[Document excerpt Boundary: Start]

Then on Sunday, Wanderlust sold its remaining 39 gallons of White Rabbit ice cream, nearly 1,000 scoops, in eight hours. Borlongan and Lopez felt bad when they learned that one guest had driven more than 300 miles from San Jose only to find out that the flavor was sold out. Lopez laughs when he tells me about e-mails he got asking if he could ship ice cream to Hong Kong. One customer, confused about what was going on, asked if there was an actual rabbit in the ice cream. Some guests were disappointed that the flavor wasn’t more attractive for Instagram.

“A lot of people complain,” Borlongan says. “When they actually come and get it, they’re, like, ‘Oh, it doesn’t come with a wrapper’ [like it did in a photo shoot]?’”

But overall, things were consistently busy and happy over at the weekend at Wanderlust. Another Chinese New Year flavor, jasmine green tea with “lucky candy,” started to sell briskly after the White Rabbit ice cream went viral. But the White Rabbit was clearly the main event

“It’s shocking,” Lopez says, who stresses that Wanderlust is a tiny operation that makes all of its ice cream at its 1,200-square-foot Tarzana location. “We obviously didn’t expect this. We don’t know how this happened. To see that many people mobilize just to taste one flavor is pretty cool. I think it reaches that little kid in everyone. For me, it was nostalgic.”

[Document excerpt Boundary: End]
[Exercise data Boundary: Start]

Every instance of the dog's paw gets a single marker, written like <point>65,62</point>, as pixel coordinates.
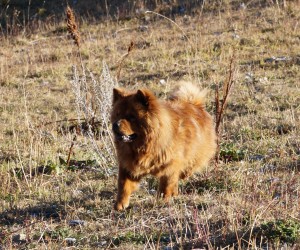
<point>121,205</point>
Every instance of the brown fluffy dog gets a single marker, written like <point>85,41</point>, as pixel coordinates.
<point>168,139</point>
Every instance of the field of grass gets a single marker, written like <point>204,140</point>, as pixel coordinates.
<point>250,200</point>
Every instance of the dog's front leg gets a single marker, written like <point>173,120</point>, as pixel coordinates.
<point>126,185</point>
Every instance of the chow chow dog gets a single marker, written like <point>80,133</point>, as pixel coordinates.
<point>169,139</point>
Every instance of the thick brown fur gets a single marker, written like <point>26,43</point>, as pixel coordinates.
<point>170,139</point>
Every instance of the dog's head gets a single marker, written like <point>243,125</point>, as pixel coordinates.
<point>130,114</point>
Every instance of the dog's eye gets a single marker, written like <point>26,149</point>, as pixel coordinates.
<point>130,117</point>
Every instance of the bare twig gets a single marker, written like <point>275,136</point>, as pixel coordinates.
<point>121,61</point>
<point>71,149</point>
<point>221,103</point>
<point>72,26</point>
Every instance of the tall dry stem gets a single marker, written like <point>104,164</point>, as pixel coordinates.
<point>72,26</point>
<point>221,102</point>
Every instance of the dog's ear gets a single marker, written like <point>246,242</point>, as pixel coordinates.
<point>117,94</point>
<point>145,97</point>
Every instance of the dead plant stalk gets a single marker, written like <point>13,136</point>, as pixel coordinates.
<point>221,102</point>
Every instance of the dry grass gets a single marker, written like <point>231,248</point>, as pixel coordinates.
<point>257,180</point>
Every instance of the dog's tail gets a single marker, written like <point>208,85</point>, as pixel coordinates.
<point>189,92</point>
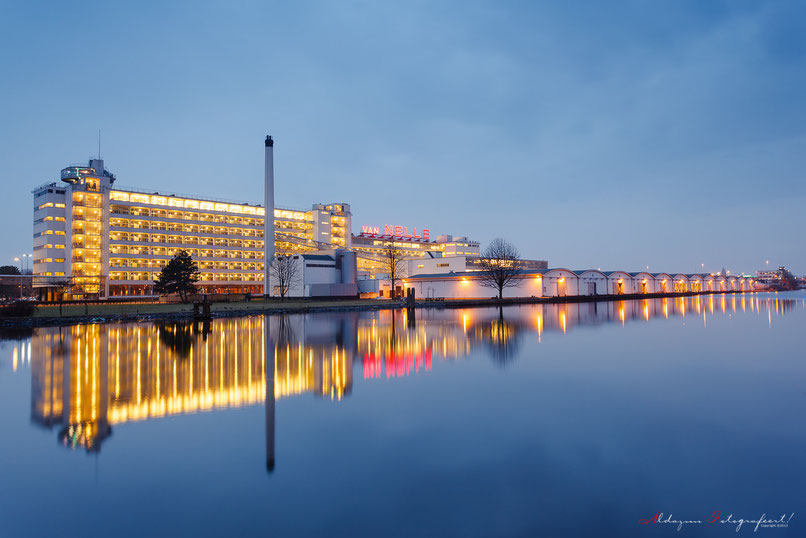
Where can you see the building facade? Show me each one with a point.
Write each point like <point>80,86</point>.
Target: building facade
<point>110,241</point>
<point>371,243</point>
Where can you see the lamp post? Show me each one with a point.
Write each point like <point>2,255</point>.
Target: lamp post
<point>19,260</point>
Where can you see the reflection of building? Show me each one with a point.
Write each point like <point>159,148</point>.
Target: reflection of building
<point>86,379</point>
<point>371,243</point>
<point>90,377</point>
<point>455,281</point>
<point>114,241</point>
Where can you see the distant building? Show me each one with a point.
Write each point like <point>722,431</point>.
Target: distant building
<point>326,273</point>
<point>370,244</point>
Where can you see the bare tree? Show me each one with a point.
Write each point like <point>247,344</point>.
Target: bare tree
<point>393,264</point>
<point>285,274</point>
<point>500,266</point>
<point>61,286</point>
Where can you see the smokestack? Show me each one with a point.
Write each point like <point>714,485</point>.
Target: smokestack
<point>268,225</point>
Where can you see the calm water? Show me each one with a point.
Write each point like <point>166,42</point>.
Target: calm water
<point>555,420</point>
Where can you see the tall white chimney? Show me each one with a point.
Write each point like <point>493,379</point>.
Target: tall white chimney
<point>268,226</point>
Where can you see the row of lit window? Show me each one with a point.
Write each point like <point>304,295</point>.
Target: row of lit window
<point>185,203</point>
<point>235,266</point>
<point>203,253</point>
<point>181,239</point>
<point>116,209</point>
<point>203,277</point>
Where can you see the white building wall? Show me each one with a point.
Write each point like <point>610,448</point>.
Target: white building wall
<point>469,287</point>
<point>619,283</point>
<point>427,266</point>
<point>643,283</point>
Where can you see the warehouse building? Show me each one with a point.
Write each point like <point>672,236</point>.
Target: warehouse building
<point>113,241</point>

[Exercise data Boundary: End]
[Exercise data Boundary: Start]

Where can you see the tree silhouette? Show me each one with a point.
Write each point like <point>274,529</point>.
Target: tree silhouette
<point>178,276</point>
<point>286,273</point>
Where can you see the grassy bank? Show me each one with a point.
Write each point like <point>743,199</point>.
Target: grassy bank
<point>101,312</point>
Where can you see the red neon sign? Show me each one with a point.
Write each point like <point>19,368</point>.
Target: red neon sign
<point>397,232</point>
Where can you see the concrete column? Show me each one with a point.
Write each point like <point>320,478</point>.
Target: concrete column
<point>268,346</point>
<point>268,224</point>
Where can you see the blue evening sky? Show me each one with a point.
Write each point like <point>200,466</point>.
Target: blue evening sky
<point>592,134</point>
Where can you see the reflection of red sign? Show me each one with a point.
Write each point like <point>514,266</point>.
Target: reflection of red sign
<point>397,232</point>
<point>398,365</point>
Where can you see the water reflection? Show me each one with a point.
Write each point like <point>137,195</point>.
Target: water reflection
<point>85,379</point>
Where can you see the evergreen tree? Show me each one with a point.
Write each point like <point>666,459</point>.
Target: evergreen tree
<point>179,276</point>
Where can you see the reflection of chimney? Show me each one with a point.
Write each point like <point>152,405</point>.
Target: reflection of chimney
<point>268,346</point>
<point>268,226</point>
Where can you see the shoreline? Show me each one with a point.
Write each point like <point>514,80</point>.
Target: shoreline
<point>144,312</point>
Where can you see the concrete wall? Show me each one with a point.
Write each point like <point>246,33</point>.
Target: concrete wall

[Exercise data Boundary: End]

**Check your understanding**
1. According to the passage about Wanderlust's White Rabbit ice cream, how much of the flavor did Wanderlust sell on Sunday, and in how many hours?
2. From the passage about Wanderlust's White Rabbit ice cream, copy the text starting with "Then on Sunday, Wanderlust" and going on through "attractive for Instagram.".

**Answers for the exercise**
1. It sold its remaining 39 gallons, nearly 1,000 scoops, in eight hours.

2.
Then on Sunday, Wanderlust sold its remaining 39 gallons of White Rabbit ice cream, nearly 1,000 scoops, in eight hours. Borlongan and Lopez felt bad when they learned that one guest had driven more than 300 miles from San Jose only to find out that the flavor was sold out. Lopez laughs when he tells me about e-mails he got asking if he could ship ice cream to Hong Kong. One customer, confused about what was going on, asked if there was an actual rabbit in the ice cream. Some guests were disappointed that the flavor wasn’t more attractive for Instagram.